Objective ->
Could you change "innermost point" to "center point" in the rows below and write them out again, with nothing else altered and the pictures left out?

Supplied data ->
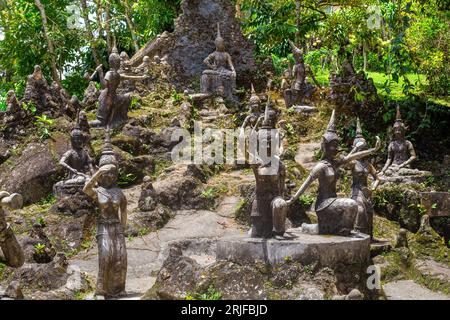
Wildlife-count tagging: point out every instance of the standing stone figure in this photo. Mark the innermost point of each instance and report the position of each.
(361, 192)
(111, 223)
(10, 247)
(254, 110)
(400, 155)
(269, 210)
(335, 215)
(79, 164)
(300, 88)
(220, 78)
(113, 107)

Worked answer ->
Wildlife-count tagging: point out every instance of the standing stone figure in this photo. Mark the center point of each instance and report the position of each.
(361, 192)
(111, 223)
(10, 247)
(254, 110)
(400, 155)
(269, 210)
(335, 215)
(79, 164)
(300, 88)
(220, 78)
(113, 107)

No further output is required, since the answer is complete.